- [Obiettivo dichiarato 1]: Trascrivi i record così come compaiono, dall'inizio fino alla riga che contiene "point(513, 184)", entrambe le estremità comprese. Ometti le immagini nella risposta.

Una delle OCM più complesse
A fine giugno, con una comunicazione al Consiglio e al Parlamento Europeo, la Commissione Europea ha reso note le proposte di revisione dell’Organizzazione Comune di Mercato per il settore vino. L’attuale OCM vino, la cui ultima importante revisione risale al 1999, è una delle più complesse organizzazioni comuni di mercato. Si basa infatti su:
1) misure di mercato vere e proprie: distillazione obbligatoria dei sottoprodotti del vino e dei vini cosiddetti “a doppio scopo”, distillazione alcolica volontaria ordinaria e distillazione di crisi;
2) classificazione dei vini nelle due categorie di Vini di Qualità Prodotti in Regioni Determinate (VQPRD: in Italia, DOC e DOCG) e vini da tavola, che a loro volta possono avere o no un’indicazione geografica;
3) regolazione delle pratiche enologiche, in particolare lo zuccheraggio che è consentito solo in alcune regioni, mentre nelle altre l’uso del mosto concentrato è sussidiato per metterlo su un piano di parità con lo zuccheraggio, meno caro;
4) regolazione del potenziale produttivo, attraverso il divieto di nuovi impianti (con eccezioni relative a nuovi diritti di impianto), un premio per l’abbandono permanente della viticoltura, ed un programma di ristrutturazione e conversione dei vigneti per migliorarne la qualità.

- [Dati di ingresso]:
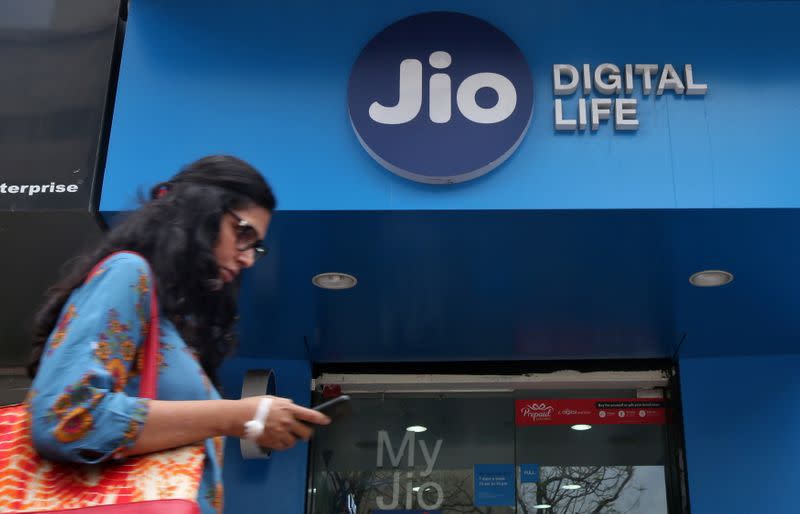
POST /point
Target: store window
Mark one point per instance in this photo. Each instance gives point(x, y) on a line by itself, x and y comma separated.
point(448, 453)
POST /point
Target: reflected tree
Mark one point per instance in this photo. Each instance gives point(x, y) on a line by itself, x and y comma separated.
point(600, 488)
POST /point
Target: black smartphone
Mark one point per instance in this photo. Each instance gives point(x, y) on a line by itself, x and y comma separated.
point(336, 407)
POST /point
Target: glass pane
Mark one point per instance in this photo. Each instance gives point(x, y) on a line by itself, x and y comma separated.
point(471, 457)
point(369, 462)
point(608, 468)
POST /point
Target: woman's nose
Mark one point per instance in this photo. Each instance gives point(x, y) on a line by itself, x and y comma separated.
point(247, 258)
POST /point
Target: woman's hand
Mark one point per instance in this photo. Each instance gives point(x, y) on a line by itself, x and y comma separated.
point(171, 424)
point(286, 423)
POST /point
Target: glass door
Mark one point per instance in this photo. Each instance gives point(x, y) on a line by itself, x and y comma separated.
point(492, 453)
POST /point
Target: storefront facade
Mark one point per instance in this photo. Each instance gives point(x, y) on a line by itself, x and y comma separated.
point(513, 184)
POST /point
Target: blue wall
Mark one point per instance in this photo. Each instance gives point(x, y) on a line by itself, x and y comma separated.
point(740, 419)
point(278, 484)
point(268, 81)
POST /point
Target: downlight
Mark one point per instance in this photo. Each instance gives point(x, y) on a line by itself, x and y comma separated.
point(334, 281)
point(711, 278)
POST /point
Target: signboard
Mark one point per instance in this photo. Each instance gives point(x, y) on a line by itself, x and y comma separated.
point(620, 411)
point(494, 485)
point(529, 473)
point(440, 97)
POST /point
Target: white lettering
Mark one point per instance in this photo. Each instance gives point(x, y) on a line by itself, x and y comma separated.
point(669, 80)
point(559, 88)
point(691, 87)
point(506, 98)
point(614, 84)
point(395, 494)
point(625, 114)
point(601, 110)
point(646, 71)
point(409, 99)
point(384, 441)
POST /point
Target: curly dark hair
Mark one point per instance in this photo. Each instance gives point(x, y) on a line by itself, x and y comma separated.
point(176, 231)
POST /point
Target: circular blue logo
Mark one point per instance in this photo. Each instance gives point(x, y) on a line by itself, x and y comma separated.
point(440, 97)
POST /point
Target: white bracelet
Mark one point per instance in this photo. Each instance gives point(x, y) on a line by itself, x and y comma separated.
point(255, 427)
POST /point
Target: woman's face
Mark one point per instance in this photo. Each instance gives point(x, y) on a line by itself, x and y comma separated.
point(240, 234)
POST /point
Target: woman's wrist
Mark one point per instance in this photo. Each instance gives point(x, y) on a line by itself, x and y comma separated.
point(233, 415)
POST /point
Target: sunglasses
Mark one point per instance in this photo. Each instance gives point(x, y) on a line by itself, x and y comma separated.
point(247, 237)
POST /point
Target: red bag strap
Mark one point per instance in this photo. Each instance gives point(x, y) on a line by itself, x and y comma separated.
point(148, 386)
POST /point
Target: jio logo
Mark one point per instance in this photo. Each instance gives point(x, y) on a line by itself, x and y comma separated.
point(440, 97)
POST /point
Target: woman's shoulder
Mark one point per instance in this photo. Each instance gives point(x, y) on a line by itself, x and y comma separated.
point(120, 266)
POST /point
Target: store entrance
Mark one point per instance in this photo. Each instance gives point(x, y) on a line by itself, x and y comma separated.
point(493, 446)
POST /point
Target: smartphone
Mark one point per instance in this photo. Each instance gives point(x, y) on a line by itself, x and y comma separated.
point(335, 408)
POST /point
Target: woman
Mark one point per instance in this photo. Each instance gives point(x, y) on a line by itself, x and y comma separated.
point(197, 233)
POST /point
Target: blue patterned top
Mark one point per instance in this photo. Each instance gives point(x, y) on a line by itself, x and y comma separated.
point(84, 402)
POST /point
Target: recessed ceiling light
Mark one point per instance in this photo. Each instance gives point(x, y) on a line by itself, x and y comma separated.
point(711, 278)
point(334, 280)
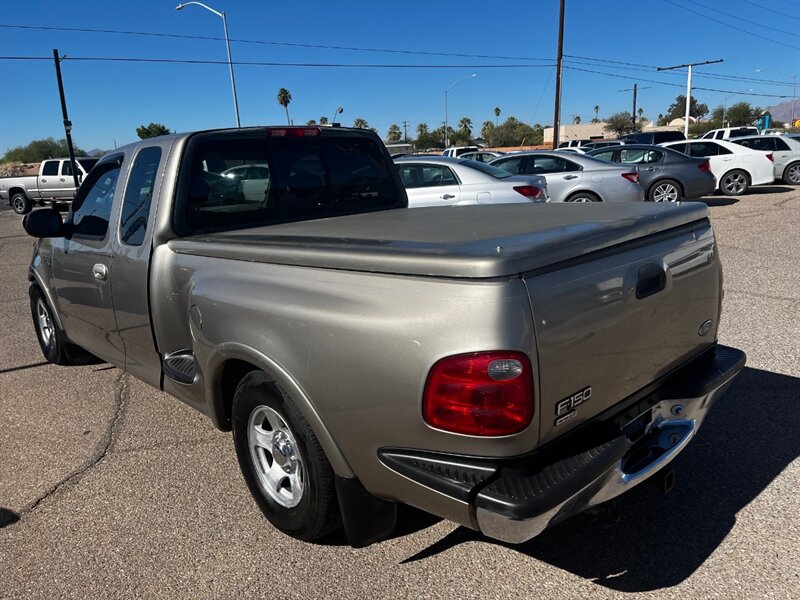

- [Obiettivo dichiarato 2]: Prosegui il testo sulla revisione dell'OCM vino, partendo subito dopo l'ultima frase riportata.

- [Risposta al compito 1]:
POST /point
Target: store window
Mark one point per instance in this photo. Each instance gives point(x, y) on a line by itself, x and y comma separated.
point(448, 453)
POST /point
Target: reflected tree
Mark one point per instance in this photo. Each instance gives point(x, y) on a line by itself, x and y comma separated.
point(600, 488)
POST /point
Target: black smartphone
Mark one point per instance in this photo. Each instance gives point(x, y) on a line by itself, x and y comma separated.
point(336, 407)
POST /point
Target: glass pane
Mark one point per instance in this photo. Each instance gives point(x, y) on a line by itself, x and y comma separated.
point(471, 457)
point(369, 462)
point(608, 468)
POST /point
Target: woman's nose
Mark one point per instance in this photo. Each instance gives point(x, y) on a line by itself, x and y comma separated.
point(247, 258)
POST /point
Target: woman's hand
Mark one point per instance in this photo. Each instance gives point(x, y) on a line by itself, x and y comma separated.
point(171, 424)
point(286, 423)
POST /point
Target: glass door
Mark one point per instance in this photo. Each instance gives point(x, y) on a line by itself, x and y comma separated.
point(492, 453)
POST /point
Target: storefront facade
Mark one point per instance in this photo. Each instance gives point(x, y) on a line by itself, x and y comma separated.
point(513, 184)

- [Risposta al compito 2]:
Implicitamente o esplicitamente, questa politica si basava sul controllo dell’offerta per sostenere i prezzi; poiché la protezione doganale non era forte, si confidava sulla possibilità dell’UE di influenzare i prezzi mondiali, data la sua posizione di principale attore a livello mondiale (46% della superficie mondiale, 60% della produzione e del consumo). Questa strategia di controllo dell’offerta, che peraltro era tradizionale per l’UE e aveva anche ottenuto buoni successi, nell’ultimo decennio ha sofferto l’iniziativa dei nuovi paesi produttori (USA, Australia, Sudafrica, ecc.), le cui produzioni si sono sviluppate enormemente e hanno acquisito una quota crescente del commercio mondiale, entrando anche in forze sul mercato europeo, soprattutto nel Regno Unito. Alla base delle proposte di revisione dell’OCM vi è un giudizio critico sul suo funzionamento negli ultimi anni. In particolare, si ritiene che la proibizione di nuovi impianti abbia avuto un effetto limitato, sia per i nuovi diritti di impianto, sia per una crescita delle rese, favorita anche dalle misure di ristrutturazione e dal permesso di zuccheraggio; ne consegue che le eccedenze di vino degli ultimi anni sono giudicate di natura strutturale, e quindi si ritiene che le distillazioni non svolgano più il ruolo di riequilibrio di eccedenze temporanee. Un giudizio negativo viene anche dato sulla distinzione fra VQPRD e vini da tavola e sulle regole di etichettatura, incapaci di orientare adeguatamente il consumatore e nello stesso tempo un impedimento allo sviluppo dei vini monovitigno, sui quali si è basato il successo dei nuovi paesi produttori. Inoltre le misure di mercato e le restituzioni all’esportazione rientrano nella “scatola gialla” del WTO, cioè fra le misure maggiormente distorsive del commercio. Infine si giudica che le regole dell’OCM abbiano un grosso peso amministrativo, siano troppo strette e non sufficientemente flessibili.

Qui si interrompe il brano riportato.